═════ Recorded data
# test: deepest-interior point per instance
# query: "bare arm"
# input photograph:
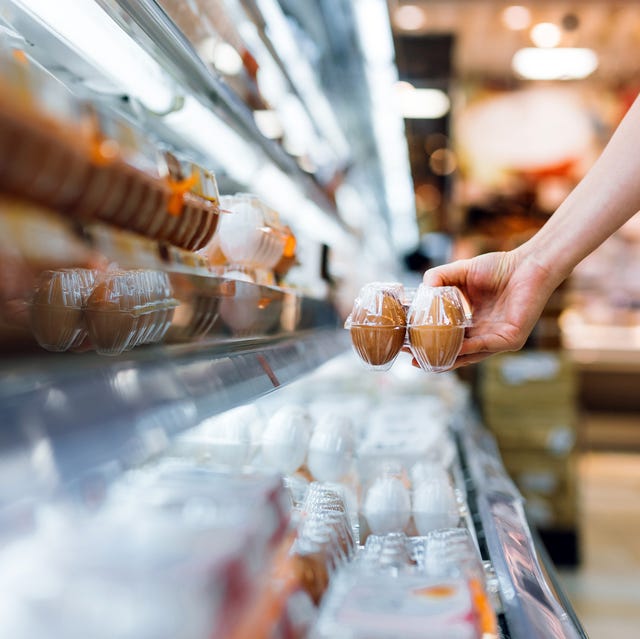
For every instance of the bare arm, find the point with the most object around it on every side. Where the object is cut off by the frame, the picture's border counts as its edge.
(508, 291)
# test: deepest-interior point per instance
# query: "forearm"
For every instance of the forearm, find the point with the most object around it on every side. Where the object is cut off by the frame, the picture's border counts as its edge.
(604, 200)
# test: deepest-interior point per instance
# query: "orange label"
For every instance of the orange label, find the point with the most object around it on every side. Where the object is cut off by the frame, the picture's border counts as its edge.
(178, 189)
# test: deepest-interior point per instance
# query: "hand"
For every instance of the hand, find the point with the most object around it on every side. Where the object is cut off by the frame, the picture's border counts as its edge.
(507, 293)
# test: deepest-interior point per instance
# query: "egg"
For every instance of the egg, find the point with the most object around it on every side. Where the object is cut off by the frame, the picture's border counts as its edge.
(437, 323)
(378, 325)
(110, 320)
(434, 506)
(285, 439)
(228, 439)
(331, 448)
(56, 310)
(387, 506)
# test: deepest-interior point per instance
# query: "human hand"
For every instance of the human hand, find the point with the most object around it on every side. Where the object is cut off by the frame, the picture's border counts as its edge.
(506, 291)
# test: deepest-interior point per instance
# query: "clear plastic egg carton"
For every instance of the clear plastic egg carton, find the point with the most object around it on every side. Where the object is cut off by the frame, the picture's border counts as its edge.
(431, 324)
(411, 587)
(251, 235)
(110, 312)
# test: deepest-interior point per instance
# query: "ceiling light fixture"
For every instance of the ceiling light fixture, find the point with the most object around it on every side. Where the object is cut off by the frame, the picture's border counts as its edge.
(427, 104)
(516, 17)
(409, 17)
(269, 123)
(546, 35)
(554, 64)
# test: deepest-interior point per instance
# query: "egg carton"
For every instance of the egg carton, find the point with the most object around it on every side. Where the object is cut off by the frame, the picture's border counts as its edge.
(114, 311)
(432, 326)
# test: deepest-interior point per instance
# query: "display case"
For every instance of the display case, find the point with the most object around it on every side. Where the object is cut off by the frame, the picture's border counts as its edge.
(79, 430)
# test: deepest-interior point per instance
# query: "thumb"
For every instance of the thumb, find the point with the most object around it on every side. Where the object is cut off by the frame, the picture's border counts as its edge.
(452, 274)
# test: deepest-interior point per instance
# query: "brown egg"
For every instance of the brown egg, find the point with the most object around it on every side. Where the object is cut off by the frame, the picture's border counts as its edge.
(436, 328)
(378, 329)
(436, 347)
(110, 320)
(384, 310)
(56, 328)
(56, 310)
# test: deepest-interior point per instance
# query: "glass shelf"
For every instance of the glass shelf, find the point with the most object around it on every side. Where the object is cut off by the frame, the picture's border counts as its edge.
(67, 416)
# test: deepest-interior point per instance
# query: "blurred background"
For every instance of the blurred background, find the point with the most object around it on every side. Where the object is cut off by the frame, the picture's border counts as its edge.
(379, 138)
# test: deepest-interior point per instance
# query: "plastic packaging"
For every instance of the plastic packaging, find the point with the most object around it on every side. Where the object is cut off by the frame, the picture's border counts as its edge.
(286, 437)
(192, 213)
(250, 236)
(331, 448)
(127, 308)
(57, 309)
(436, 322)
(377, 324)
(365, 605)
(434, 505)
(387, 505)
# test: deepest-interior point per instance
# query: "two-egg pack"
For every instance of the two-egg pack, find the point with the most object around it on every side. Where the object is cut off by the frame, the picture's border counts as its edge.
(432, 325)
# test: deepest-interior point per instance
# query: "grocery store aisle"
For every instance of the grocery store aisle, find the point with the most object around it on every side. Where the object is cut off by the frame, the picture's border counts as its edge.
(605, 590)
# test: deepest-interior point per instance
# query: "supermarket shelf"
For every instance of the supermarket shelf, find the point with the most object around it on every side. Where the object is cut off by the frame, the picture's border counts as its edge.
(177, 54)
(68, 416)
(531, 609)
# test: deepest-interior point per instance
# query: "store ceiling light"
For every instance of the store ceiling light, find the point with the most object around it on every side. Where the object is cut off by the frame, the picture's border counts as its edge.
(376, 43)
(268, 123)
(226, 59)
(546, 35)
(555, 64)
(409, 17)
(122, 61)
(428, 104)
(516, 17)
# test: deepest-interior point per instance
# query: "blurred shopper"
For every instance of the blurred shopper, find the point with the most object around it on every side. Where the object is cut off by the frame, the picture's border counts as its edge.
(508, 290)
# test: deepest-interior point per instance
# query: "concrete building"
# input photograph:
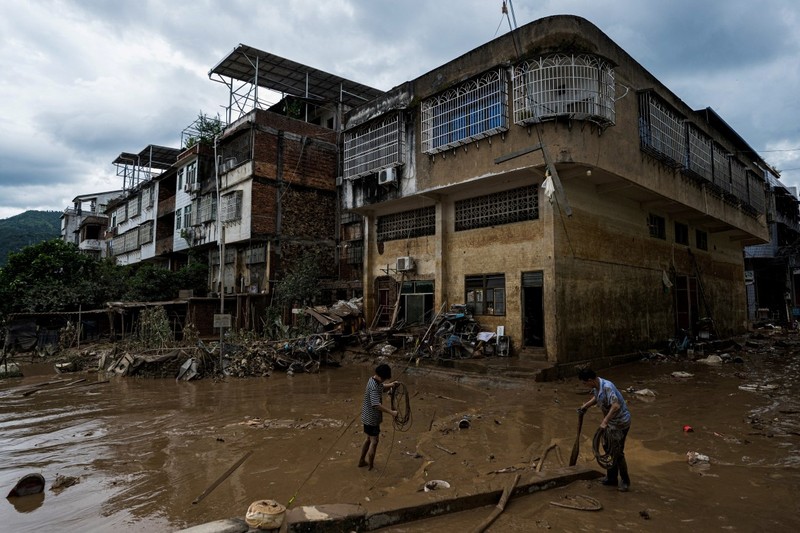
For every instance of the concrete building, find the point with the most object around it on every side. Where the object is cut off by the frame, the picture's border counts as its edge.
(552, 184)
(85, 223)
(772, 270)
(132, 228)
(277, 177)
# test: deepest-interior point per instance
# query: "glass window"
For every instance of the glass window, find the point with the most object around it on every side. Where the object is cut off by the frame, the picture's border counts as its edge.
(486, 294)
(681, 234)
(467, 113)
(187, 216)
(701, 240)
(657, 226)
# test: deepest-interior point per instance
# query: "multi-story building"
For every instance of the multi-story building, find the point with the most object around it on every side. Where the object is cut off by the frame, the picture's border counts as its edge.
(277, 177)
(553, 185)
(85, 223)
(132, 228)
(773, 269)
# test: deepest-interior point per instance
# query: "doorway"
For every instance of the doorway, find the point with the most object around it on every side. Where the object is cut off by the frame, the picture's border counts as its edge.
(533, 308)
(686, 304)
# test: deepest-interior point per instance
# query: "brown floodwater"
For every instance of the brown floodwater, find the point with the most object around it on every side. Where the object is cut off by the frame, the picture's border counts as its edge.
(147, 452)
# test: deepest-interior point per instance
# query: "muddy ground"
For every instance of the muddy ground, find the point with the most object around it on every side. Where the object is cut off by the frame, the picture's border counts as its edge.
(143, 450)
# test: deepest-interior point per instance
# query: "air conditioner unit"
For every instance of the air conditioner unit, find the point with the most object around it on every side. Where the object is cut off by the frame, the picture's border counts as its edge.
(404, 264)
(387, 176)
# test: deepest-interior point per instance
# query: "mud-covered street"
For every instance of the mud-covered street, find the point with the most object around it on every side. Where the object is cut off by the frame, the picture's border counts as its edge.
(143, 450)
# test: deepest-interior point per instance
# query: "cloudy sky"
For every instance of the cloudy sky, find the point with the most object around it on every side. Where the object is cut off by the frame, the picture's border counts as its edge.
(83, 80)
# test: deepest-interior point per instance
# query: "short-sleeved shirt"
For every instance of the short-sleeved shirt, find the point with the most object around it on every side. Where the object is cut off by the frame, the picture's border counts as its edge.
(606, 394)
(373, 395)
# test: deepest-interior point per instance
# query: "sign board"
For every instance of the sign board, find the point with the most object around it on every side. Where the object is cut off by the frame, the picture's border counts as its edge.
(222, 321)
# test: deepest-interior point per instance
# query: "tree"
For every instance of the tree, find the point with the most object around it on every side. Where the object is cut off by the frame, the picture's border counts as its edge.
(54, 276)
(301, 284)
(203, 130)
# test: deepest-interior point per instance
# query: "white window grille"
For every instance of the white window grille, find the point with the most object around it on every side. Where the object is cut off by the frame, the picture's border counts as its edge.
(231, 208)
(661, 130)
(147, 198)
(407, 224)
(256, 254)
(722, 168)
(699, 155)
(738, 180)
(578, 86)
(191, 174)
(373, 147)
(472, 111)
(118, 245)
(146, 232)
(134, 206)
(505, 207)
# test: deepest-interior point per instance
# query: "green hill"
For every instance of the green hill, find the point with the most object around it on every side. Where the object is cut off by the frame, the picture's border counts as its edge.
(30, 227)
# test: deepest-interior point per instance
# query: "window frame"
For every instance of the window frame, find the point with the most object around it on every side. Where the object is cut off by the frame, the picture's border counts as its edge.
(657, 226)
(476, 109)
(485, 294)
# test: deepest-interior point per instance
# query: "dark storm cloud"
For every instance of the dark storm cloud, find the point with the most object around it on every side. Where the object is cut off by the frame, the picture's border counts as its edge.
(87, 79)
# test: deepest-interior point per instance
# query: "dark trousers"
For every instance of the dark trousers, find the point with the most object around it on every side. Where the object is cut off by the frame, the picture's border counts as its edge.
(620, 466)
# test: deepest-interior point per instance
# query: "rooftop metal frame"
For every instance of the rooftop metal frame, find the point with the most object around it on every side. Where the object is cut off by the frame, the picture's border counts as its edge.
(246, 70)
(151, 161)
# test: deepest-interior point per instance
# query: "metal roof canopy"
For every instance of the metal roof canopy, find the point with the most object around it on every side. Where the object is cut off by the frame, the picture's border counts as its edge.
(256, 68)
(134, 168)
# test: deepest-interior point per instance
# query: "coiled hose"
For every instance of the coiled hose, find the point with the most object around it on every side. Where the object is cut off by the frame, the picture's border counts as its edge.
(402, 404)
(611, 442)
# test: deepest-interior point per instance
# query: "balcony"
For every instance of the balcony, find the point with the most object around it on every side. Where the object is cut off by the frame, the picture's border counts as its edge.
(90, 245)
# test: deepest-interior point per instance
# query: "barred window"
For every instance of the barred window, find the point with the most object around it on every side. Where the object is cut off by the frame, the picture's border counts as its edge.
(657, 226)
(738, 180)
(698, 157)
(755, 192)
(231, 208)
(722, 168)
(191, 174)
(147, 197)
(208, 208)
(701, 239)
(134, 206)
(131, 240)
(415, 223)
(661, 130)
(373, 147)
(187, 216)
(355, 252)
(681, 234)
(578, 86)
(256, 254)
(486, 294)
(118, 245)
(506, 207)
(472, 111)
(146, 232)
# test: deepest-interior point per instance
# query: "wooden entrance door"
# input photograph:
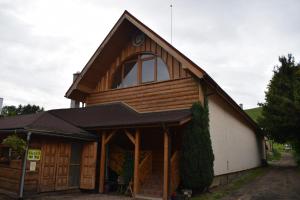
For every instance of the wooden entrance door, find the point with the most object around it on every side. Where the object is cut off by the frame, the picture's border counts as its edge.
(88, 166)
(55, 166)
(48, 167)
(62, 166)
(74, 170)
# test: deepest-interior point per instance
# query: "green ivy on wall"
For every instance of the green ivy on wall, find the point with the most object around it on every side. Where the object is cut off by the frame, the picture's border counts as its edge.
(197, 159)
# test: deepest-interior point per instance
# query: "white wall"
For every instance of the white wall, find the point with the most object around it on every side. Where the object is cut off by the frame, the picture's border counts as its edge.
(234, 143)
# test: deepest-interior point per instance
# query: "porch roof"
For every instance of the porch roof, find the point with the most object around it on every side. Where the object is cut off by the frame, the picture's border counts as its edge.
(43, 123)
(119, 115)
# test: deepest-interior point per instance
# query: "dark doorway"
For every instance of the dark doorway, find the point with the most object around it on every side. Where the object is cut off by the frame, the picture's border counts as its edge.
(74, 171)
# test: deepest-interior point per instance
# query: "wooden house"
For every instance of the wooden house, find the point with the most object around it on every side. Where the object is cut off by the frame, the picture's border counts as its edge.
(137, 90)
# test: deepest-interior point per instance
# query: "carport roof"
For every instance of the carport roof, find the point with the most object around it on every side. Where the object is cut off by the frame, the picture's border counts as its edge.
(43, 123)
(118, 115)
(74, 122)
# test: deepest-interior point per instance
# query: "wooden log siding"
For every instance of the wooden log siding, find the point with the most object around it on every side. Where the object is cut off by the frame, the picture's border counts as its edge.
(175, 69)
(167, 95)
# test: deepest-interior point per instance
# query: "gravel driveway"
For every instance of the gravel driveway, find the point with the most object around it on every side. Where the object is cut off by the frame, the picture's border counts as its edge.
(282, 181)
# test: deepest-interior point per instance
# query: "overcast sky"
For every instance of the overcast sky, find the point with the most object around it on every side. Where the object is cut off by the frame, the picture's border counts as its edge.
(43, 42)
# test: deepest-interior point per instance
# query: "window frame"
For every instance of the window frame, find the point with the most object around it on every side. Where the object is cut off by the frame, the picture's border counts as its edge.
(139, 60)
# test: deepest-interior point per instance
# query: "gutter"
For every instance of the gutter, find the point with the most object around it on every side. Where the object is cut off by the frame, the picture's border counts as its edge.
(22, 180)
(46, 133)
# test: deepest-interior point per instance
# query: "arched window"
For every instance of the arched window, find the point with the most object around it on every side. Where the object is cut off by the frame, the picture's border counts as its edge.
(151, 67)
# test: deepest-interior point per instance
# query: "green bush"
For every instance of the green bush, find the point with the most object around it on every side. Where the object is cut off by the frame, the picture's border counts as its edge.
(17, 145)
(197, 155)
(296, 150)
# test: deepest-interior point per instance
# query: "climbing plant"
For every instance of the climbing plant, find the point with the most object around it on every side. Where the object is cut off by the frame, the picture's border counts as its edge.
(197, 155)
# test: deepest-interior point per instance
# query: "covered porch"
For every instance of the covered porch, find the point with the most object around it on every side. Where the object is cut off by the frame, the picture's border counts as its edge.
(155, 154)
(153, 139)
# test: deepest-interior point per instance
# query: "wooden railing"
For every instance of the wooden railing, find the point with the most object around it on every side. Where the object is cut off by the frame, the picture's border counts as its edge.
(145, 167)
(175, 176)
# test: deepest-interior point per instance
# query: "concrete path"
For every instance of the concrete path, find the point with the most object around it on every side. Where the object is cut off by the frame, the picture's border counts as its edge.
(282, 181)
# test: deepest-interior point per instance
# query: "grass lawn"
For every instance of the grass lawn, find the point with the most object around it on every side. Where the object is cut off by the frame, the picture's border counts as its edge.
(223, 191)
(276, 155)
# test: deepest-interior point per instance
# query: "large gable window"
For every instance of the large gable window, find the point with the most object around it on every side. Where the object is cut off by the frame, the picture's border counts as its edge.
(145, 68)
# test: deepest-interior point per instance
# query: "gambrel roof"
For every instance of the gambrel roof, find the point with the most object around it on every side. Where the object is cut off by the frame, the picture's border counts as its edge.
(87, 79)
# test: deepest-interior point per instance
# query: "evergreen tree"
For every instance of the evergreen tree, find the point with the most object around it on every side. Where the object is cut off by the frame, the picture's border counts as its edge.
(281, 111)
(21, 110)
(197, 155)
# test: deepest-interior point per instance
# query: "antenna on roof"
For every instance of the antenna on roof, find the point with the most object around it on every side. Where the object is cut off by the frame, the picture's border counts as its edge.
(171, 6)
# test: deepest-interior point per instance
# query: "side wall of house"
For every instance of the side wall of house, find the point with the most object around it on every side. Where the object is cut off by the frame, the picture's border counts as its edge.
(235, 145)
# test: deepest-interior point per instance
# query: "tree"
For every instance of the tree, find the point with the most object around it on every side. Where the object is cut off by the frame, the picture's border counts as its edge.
(21, 110)
(197, 155)
(281, 111)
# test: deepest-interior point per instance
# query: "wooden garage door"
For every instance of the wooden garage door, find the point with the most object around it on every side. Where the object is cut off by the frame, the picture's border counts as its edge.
(88, 166)
(55, 166)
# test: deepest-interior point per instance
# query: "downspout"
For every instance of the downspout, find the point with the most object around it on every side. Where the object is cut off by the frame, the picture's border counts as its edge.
(22, 180)
(165, 128)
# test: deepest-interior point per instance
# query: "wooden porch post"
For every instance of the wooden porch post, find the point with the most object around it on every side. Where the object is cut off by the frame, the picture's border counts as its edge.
(166, 166)
(102, 164)
(136, 163)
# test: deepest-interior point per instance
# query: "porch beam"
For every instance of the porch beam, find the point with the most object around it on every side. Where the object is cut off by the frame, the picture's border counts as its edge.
(102, 163)
(109, 136)
(166, 166)
(136, 163)
(129, 135)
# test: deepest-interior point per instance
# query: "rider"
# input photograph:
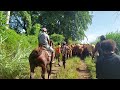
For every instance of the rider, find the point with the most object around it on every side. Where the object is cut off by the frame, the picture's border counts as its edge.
(44, 40)
(97, 46)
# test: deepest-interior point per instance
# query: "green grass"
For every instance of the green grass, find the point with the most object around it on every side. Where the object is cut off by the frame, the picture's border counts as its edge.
(91, 67)
(70, 71)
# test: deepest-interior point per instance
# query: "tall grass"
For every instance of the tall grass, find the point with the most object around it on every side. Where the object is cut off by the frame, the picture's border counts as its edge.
(14, 52)
(91, 67)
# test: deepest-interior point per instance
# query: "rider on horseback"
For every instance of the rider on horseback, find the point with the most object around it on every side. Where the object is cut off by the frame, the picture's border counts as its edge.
(44, 40)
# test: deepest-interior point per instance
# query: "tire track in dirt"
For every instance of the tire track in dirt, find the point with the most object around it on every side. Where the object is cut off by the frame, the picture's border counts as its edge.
(83, 72)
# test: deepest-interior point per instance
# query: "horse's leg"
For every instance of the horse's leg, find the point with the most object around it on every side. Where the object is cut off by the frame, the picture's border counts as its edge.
(43, 71)
(59, 60)
(32, 67)
(63, 59)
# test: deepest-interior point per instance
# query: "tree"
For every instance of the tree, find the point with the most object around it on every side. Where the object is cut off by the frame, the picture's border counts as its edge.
(7, 21)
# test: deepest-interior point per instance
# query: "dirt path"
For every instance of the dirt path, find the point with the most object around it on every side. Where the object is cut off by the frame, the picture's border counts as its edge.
(83, 72)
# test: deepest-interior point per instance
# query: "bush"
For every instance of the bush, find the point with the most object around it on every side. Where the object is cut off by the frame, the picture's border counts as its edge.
(57, 38)
(35, 29)
(114, 36)
(14, 53)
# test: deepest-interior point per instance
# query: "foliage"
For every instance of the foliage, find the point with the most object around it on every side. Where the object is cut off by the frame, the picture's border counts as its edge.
(2, 19)
(14, 52)
(35, 29)
(114, 36)
(91, 67)
(70, 24)
(70, 71)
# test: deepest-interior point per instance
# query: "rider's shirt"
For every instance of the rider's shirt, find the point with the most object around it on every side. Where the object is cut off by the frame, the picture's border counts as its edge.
(43, 38)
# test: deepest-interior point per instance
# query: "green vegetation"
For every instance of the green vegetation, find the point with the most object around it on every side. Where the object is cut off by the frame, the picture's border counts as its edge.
(91, 67)
(70, 71)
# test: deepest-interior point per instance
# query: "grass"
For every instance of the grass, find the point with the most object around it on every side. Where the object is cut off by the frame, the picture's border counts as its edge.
(70, 71)
(91, 67)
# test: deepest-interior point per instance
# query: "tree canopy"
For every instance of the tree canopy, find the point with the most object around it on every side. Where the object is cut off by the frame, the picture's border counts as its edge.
(71, 24)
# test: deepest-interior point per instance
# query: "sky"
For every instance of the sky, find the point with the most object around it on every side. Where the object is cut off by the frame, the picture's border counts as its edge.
(103, 22)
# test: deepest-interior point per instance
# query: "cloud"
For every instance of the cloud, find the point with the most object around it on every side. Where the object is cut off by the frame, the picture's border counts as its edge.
(91, 38)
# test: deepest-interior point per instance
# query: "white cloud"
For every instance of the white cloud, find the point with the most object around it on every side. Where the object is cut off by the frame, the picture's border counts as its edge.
(91, 38)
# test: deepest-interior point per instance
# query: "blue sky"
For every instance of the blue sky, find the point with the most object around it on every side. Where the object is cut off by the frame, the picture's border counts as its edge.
(102, 22)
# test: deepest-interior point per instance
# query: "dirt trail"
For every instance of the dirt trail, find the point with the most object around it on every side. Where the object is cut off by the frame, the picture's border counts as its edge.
(83, 72)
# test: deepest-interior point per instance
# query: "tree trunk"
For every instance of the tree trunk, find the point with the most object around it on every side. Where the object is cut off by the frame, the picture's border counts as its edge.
(7, 21)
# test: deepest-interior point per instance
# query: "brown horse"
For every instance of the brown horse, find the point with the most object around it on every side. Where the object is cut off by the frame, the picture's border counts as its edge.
(64, 52)
(40, 57)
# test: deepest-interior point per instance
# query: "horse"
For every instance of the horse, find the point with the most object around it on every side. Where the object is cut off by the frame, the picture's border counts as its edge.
(64, 52)
(57, 53)
(40, 57)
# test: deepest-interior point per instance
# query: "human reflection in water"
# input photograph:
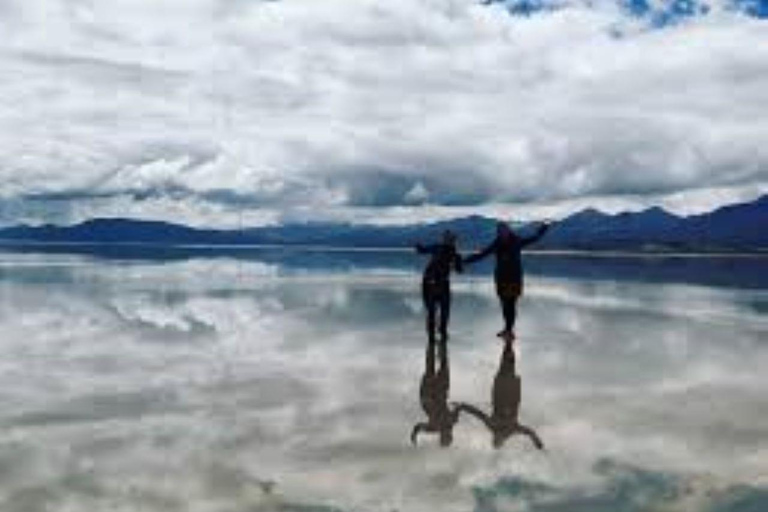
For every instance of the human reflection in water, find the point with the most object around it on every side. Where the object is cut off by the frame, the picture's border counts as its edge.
(433, 394)
(504, 423)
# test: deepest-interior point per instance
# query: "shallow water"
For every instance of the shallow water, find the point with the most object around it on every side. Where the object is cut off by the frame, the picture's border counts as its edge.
(290, 382)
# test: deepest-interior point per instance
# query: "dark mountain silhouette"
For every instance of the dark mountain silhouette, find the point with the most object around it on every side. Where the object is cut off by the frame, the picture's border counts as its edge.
(738, 227)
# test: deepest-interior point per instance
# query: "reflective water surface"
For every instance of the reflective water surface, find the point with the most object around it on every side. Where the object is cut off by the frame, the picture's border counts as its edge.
(292, 381)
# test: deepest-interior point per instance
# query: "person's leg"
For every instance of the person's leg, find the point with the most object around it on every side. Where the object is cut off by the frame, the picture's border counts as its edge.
(509, 308)
(430, 304)
(445, 313)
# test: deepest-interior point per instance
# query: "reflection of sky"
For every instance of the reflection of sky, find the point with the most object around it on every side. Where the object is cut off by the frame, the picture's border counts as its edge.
(191, 385)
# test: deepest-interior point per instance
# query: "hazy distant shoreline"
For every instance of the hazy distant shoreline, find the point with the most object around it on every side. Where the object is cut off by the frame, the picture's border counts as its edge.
(586, 253)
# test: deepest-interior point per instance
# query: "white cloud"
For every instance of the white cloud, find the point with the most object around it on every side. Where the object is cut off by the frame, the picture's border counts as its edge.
(199, 110)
══════════
Stated goal:
Return, unchanged, each line of the data above in which the string "hazy" appears.

Output for this exercise:
# query: "hazy distant shoreline"
For every instance of the hazy distant shoreline, find the point with the most object around it on every side. Where the object is cut off by the frame, the picture's border counts as its edge.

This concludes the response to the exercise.